▶ YOUR GOAL
Pick out each line of the material below that contains the word "boulder", and copy all of those lines in full.
★ ★ ★ ★ ★ ★ ★
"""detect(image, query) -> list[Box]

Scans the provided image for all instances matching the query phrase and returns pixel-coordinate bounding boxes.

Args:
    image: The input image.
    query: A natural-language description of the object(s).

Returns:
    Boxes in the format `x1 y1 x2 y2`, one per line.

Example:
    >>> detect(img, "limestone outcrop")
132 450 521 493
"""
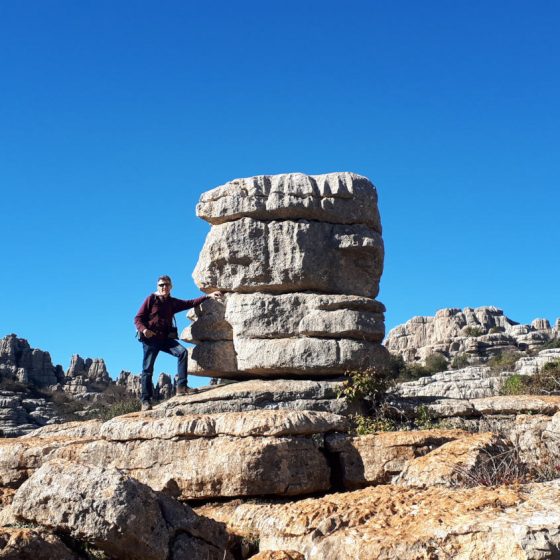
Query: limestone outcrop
0 399 347 500
11 461 231 560
0 334 174 437
197 481 560 560
181 173 387 379
394 348 560 399
385 307 560 362
158 379 363 416
0 334 64 387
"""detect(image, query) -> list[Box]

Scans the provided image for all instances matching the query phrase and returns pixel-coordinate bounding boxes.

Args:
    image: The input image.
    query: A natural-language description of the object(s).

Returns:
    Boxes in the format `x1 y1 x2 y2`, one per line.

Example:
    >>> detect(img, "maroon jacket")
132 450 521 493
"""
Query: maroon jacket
134 294 210 340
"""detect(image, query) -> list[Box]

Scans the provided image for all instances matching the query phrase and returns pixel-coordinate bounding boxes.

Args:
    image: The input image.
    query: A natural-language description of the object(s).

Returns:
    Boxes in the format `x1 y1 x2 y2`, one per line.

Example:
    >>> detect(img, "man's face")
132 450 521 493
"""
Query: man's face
158 280 172 297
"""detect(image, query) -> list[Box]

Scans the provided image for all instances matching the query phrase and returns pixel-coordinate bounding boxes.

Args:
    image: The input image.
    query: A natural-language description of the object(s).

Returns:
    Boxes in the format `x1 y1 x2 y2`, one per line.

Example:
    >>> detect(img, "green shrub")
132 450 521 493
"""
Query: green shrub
350 414 398 436
338 366 393 402
463 327 484 337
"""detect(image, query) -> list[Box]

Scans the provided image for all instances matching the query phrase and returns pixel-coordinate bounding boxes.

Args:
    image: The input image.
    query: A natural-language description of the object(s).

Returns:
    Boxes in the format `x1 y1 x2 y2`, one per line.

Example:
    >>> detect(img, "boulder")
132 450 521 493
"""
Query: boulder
0 407 347 499
181 292 385 344
0 527 80 560
189 337 389 379
326 430 465 490
158 379 362 415
394 366 512 399
196 173 381 233
197 481 560 560
12 461 231 560
193 218 384 298
395 432 512 488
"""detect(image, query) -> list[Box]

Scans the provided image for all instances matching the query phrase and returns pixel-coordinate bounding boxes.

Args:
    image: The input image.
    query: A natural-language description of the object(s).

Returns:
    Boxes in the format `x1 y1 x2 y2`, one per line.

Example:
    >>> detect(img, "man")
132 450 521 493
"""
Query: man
134 276 222 410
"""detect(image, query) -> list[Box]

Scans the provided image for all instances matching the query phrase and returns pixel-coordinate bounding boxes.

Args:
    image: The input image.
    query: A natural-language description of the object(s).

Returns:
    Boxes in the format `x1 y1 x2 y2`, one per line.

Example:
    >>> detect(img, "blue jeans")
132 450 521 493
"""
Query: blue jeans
140 338 188 402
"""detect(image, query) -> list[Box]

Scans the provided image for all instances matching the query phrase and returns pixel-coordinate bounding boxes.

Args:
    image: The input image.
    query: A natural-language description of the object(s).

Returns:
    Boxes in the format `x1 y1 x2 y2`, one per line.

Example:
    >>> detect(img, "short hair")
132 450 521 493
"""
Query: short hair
158 274 173 285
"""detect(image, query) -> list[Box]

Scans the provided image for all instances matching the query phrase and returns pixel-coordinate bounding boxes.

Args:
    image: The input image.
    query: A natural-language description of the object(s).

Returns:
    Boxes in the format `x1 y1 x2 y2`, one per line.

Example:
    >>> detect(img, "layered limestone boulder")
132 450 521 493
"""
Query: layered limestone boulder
0 406 347 500
385 307 560 362
186 173 387 379
11 460 232 560
197 480 560 560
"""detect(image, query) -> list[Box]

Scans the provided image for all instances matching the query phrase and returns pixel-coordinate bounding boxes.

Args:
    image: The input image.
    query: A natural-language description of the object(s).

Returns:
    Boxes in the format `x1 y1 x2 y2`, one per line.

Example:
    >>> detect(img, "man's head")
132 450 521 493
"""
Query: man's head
157 276 173 297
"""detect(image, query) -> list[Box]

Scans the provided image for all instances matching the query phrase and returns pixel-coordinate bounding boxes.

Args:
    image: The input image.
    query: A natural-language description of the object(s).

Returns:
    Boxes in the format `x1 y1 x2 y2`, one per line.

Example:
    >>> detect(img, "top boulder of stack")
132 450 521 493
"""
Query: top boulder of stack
196 173 381 233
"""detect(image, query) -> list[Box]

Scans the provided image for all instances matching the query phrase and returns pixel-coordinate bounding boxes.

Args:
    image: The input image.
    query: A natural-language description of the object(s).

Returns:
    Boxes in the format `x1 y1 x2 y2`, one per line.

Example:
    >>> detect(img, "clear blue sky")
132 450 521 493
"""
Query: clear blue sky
0 0 560 384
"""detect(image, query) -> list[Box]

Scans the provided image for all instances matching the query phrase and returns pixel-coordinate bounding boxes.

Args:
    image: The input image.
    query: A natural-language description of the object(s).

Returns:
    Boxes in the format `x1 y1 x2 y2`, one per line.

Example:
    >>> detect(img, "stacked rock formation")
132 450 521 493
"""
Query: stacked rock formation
181 173 387 379
385 307 560 362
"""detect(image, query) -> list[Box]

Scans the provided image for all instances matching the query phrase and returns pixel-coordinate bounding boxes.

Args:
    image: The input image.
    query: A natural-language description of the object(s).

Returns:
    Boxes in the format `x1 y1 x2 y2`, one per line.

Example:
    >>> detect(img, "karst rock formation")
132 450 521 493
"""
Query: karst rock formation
181 173 387 379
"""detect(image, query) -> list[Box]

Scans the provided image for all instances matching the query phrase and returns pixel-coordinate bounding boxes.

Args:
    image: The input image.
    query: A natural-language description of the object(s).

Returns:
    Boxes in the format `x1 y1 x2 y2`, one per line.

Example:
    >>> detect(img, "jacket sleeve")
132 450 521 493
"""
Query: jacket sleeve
174 296 210 313
134 296 151 333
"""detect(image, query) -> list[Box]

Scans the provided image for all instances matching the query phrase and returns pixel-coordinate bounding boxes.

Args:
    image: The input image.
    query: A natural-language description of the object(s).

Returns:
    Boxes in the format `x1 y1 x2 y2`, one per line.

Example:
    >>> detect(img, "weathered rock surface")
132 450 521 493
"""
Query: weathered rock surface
394 348 560 399
385 307 560 362
159 379 362 416
189 337 388 379
186 173 388 379
0 334 64 387
251 550 305 560
197 481 560 560
196 173 381 233
181 292 385 343
394 432 513 488
0 407 347 499
0 527 79 560
193 218 384 298
0 391 64 437
12 461 231 560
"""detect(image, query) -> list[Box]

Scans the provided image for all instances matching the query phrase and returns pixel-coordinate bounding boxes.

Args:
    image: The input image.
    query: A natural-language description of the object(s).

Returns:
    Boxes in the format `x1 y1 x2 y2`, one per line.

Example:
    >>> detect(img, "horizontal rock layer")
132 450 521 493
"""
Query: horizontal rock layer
12 461 231 560
197 481 560 560
188 338 388 379
181 292 385 343
0 406 346 499
196 173 381 233
193 218 384 298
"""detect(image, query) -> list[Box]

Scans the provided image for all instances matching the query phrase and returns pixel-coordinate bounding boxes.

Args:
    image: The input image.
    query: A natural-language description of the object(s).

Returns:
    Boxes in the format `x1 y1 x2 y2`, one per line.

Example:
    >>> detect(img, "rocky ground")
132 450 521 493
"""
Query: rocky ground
0 334 173 437
0 388 560 560
0 173 560 560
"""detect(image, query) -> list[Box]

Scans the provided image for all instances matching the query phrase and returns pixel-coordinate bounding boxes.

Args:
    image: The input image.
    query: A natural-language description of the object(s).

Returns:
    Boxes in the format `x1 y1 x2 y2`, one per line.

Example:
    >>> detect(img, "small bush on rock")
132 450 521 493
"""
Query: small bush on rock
454 445 531 487
500 373 529 395
338 366 393 402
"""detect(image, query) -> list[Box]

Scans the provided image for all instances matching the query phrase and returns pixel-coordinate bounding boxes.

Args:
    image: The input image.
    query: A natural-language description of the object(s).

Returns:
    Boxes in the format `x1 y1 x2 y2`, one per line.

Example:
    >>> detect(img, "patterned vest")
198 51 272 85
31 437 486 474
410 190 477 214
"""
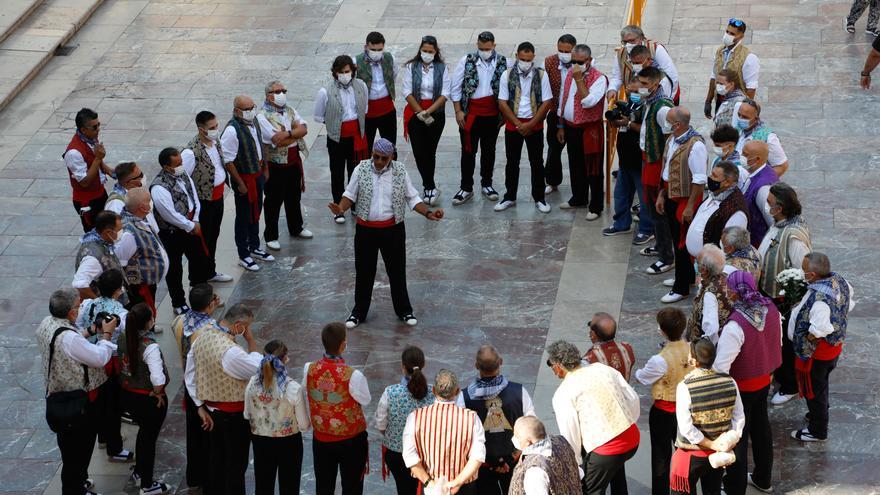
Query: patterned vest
793 272 850 359
507 435 582 495
36 316 107 394
382 383 434 452
150 169 199 231
116 331 170 391
715 42 750 93
306 358 367 442
685 273 733 342
122 210 166 285
355 52 398 100
414 402 477 480
666 134 703 198
651 340 693 402
507 67 544 117
675 368 736 450
181 134 222 201
354 160 407 223
192 328 248 402
460 52 507 113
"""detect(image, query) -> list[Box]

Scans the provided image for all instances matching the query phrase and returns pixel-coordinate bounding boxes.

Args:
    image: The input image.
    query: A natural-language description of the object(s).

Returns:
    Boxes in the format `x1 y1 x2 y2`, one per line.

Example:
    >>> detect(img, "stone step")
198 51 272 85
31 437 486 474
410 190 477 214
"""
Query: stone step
0 0 104 111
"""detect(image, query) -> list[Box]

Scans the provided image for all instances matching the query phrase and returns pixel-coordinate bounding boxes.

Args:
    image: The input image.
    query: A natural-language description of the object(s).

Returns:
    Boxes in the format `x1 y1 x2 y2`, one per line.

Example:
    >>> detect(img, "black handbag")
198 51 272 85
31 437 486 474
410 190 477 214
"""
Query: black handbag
46 327 89 433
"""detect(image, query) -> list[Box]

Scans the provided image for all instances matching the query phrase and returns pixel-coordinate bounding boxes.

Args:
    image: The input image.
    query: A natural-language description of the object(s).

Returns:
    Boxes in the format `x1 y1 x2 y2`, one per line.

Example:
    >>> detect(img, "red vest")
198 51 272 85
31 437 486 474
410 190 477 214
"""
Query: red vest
562 67 608 126
306 358 367 442
61 134 105 203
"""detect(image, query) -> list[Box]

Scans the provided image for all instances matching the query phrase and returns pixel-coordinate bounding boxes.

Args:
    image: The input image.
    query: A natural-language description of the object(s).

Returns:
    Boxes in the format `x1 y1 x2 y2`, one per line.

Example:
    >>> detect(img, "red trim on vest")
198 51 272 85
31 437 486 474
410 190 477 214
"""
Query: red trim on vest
592 423 641 455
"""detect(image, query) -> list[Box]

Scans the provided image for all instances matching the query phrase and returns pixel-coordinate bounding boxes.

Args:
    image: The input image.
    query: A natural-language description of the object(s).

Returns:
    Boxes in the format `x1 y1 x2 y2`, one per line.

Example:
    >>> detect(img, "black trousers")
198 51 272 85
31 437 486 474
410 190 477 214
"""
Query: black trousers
807 358 838 438
183 387 211 488
312 432 369 495
327 137 358 204
73 192 107 233
351 222 412 321
664 198 697 296
544 111 565 186
364 110 397 151
458 116 500 192
56 392 101 495
199 198 223 278
159 229 214 308
208 411 251 495
583 447 639 495
724 385 773 495
122 390 168 488
504 130 544 202
407 113 446 190
666 456 724 495
648 406 678 495
251 433 303 495
263 163 303 242
385 450 419 495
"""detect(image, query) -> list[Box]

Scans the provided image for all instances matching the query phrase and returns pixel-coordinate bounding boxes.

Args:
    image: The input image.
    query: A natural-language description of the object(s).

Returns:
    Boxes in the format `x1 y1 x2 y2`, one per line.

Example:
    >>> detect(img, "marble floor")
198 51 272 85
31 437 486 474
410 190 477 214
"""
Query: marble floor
0 0 880 495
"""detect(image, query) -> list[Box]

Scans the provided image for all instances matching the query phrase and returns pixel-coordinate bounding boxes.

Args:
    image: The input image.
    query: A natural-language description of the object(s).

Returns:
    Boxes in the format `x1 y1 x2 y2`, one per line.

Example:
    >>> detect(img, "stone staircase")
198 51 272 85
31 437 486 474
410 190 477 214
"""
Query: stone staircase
0 0 104 111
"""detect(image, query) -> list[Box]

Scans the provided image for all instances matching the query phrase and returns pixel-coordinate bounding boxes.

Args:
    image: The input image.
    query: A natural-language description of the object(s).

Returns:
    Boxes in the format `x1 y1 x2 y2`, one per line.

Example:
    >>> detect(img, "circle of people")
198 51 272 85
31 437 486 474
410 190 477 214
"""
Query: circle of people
44 19 854 495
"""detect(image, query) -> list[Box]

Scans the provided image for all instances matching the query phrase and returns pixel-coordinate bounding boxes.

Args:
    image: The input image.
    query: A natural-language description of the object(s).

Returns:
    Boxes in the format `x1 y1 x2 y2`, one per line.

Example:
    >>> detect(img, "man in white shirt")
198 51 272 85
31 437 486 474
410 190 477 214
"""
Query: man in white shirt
495 41 553 213
328 138 443 328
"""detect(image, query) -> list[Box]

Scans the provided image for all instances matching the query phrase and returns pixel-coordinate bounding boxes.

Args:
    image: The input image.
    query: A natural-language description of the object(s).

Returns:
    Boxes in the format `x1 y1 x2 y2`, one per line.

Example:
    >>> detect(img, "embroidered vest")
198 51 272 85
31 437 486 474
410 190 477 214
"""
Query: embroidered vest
122 210 166 285
507 435 582 495
354 160 407 223
306 358 367 442
192 328 248 402
181 134 223 201
355 52 398 100
793 272 850 359
675 368 737 450
651 340 693 402
116 330 169 391
382 383 434 452
507 67 544 117
666 134 703 198
715 42 750 93
703 185 749 246
685 273 733 342
460 52 507 113
415 402 477 480
36 316 107 394
730 304 782 381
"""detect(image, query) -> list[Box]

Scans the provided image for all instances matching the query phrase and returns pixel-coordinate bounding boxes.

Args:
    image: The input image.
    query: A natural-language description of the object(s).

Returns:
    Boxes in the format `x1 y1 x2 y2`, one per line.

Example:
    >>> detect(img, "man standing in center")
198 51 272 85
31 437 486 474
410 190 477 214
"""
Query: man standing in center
328 138 443 328
452 31 507 206
462 345 535 495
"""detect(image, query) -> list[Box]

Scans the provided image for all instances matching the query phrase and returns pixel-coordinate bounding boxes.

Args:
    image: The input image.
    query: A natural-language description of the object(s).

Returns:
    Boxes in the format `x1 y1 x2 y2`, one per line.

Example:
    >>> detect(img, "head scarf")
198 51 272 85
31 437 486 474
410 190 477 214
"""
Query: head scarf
727 270 772 332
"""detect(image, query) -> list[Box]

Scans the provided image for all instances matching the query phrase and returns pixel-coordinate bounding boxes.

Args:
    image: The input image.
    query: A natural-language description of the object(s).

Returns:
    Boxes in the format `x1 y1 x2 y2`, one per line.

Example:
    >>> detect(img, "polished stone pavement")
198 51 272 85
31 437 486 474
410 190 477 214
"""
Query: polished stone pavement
0 0 880 494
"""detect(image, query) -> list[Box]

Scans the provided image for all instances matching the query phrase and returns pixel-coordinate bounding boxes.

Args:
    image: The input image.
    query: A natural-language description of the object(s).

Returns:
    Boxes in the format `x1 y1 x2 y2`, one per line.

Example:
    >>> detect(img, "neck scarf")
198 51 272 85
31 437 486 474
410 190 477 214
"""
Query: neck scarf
468 375 509 400
727 270 772 332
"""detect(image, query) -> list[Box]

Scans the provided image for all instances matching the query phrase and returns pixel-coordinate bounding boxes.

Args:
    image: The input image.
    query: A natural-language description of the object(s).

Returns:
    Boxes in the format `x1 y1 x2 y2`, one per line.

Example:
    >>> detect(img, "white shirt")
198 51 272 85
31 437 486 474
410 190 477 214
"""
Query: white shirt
401 397 486 468
712 43 761 91
215 123 263 164
342 160 422 222
315 82 360 124
712 313 782 373
183 345 263 411
180 142 227 187
556 73 608 122
452 53 502 101
403 63 452 100
685 192 749 256
150 175 201 232
675 381 746 445
788 282 856 340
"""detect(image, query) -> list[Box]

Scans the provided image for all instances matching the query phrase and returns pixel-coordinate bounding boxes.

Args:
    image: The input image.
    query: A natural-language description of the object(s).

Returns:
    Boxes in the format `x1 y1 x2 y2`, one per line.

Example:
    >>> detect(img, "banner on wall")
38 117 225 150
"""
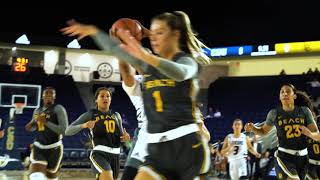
★ ★ ★ ★ ★ ★ ★
▶ CORRECT RESPONSE
    >>> detect(img, "boulder")
Query: boulder
    >>> detect(img, "layered limestone boulder")
Query: layered limestone boulder
    >>> detect(img, "top boulder of stack")
Query: top boulder of stack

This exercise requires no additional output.